◆ TASK:
Could you transcribe, word for word, the rows running from the line holding "eave with a point." through the end of the rows, with both ends included?

Point-based annotation data

* * * * * * *

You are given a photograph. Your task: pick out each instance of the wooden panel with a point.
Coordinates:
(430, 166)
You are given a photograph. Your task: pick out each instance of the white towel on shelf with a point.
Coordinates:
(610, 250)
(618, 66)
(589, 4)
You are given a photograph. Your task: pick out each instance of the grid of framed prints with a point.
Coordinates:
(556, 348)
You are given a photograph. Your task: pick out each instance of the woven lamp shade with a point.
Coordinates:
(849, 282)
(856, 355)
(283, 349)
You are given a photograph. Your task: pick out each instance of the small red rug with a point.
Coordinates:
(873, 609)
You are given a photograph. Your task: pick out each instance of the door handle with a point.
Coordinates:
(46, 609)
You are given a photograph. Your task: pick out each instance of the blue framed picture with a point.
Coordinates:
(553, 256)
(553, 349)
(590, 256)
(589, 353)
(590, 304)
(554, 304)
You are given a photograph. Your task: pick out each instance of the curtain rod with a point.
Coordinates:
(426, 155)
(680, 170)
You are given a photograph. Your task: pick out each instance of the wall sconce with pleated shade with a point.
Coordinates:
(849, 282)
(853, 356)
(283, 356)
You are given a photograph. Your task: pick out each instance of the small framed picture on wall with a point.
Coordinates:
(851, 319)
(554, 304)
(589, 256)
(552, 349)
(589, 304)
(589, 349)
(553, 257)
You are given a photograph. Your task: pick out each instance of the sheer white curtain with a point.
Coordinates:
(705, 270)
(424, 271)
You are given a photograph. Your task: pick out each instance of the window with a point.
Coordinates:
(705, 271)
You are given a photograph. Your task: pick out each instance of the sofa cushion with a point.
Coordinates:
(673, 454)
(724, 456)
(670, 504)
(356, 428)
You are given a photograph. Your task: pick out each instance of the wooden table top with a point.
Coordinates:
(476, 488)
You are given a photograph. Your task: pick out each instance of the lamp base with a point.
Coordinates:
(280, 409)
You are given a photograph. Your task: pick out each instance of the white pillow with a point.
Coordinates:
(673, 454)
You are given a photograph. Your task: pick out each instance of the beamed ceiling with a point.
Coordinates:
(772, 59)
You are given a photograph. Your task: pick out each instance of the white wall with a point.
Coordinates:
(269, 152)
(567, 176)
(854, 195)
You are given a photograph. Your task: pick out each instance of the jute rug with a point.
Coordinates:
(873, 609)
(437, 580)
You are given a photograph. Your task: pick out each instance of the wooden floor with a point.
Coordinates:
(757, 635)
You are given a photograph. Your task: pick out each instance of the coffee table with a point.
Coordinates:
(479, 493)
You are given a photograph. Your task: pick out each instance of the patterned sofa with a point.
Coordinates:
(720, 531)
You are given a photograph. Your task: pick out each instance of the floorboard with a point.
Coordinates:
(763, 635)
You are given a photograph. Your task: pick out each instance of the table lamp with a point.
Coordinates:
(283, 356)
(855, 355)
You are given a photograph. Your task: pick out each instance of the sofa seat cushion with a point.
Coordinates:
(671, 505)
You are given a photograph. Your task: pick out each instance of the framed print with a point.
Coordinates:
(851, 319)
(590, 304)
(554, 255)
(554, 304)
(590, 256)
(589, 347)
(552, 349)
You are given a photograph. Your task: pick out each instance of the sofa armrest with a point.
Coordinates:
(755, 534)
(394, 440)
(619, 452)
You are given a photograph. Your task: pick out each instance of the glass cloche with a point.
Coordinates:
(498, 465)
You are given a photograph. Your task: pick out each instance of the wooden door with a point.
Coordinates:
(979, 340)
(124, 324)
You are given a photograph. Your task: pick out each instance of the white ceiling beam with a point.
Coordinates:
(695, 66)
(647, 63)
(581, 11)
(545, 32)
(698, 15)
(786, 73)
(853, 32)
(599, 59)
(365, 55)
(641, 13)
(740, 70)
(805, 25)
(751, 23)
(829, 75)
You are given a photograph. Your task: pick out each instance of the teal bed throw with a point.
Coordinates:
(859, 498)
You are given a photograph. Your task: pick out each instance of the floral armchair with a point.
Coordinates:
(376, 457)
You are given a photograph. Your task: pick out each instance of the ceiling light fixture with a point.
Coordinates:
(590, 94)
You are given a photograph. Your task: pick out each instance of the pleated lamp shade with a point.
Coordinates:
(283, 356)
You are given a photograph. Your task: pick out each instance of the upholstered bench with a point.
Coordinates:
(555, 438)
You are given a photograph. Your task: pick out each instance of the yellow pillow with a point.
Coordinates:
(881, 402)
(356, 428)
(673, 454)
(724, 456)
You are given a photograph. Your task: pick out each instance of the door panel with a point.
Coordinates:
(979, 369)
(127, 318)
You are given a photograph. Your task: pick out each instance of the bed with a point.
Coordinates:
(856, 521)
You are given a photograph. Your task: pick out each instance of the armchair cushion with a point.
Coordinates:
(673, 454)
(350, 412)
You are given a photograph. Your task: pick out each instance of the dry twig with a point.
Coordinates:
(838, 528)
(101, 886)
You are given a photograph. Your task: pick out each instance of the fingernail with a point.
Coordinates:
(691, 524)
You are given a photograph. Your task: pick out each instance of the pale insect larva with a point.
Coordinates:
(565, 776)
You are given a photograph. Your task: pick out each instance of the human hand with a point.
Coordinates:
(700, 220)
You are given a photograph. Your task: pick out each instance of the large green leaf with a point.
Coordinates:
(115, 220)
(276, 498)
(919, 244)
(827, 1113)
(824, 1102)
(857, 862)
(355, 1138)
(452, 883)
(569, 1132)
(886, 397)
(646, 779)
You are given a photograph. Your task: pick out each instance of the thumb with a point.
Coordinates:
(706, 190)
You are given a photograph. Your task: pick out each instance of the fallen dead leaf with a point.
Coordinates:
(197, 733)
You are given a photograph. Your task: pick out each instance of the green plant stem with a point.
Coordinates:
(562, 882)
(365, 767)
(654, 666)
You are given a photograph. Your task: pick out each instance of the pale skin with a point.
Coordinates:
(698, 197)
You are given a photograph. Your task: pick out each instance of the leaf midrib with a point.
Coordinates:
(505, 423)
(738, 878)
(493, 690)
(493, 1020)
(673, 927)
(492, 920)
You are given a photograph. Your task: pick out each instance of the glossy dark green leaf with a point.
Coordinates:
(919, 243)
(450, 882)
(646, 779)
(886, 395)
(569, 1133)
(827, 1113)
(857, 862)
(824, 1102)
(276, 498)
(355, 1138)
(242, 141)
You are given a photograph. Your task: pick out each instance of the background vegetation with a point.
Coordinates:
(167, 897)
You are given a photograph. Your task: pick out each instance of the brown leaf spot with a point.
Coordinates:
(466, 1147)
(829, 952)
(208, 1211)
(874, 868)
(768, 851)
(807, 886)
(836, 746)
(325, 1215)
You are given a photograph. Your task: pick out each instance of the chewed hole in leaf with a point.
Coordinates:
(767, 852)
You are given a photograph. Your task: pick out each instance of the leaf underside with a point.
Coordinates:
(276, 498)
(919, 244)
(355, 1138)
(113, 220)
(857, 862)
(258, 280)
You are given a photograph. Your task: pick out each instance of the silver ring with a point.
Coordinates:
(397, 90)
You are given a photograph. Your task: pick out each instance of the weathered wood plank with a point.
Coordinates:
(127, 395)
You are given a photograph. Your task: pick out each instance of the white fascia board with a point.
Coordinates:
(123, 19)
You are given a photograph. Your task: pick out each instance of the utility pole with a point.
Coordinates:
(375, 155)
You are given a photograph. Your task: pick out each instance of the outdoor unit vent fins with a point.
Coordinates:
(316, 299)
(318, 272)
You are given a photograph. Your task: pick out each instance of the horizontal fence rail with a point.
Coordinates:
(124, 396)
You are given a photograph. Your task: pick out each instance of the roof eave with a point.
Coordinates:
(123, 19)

* * * * * * *

◆ WRITTEN RESPONSE:
You are given a photograph. Your task: pick out each instance of the roof eave with a point.
Coordinates:
(123, 19)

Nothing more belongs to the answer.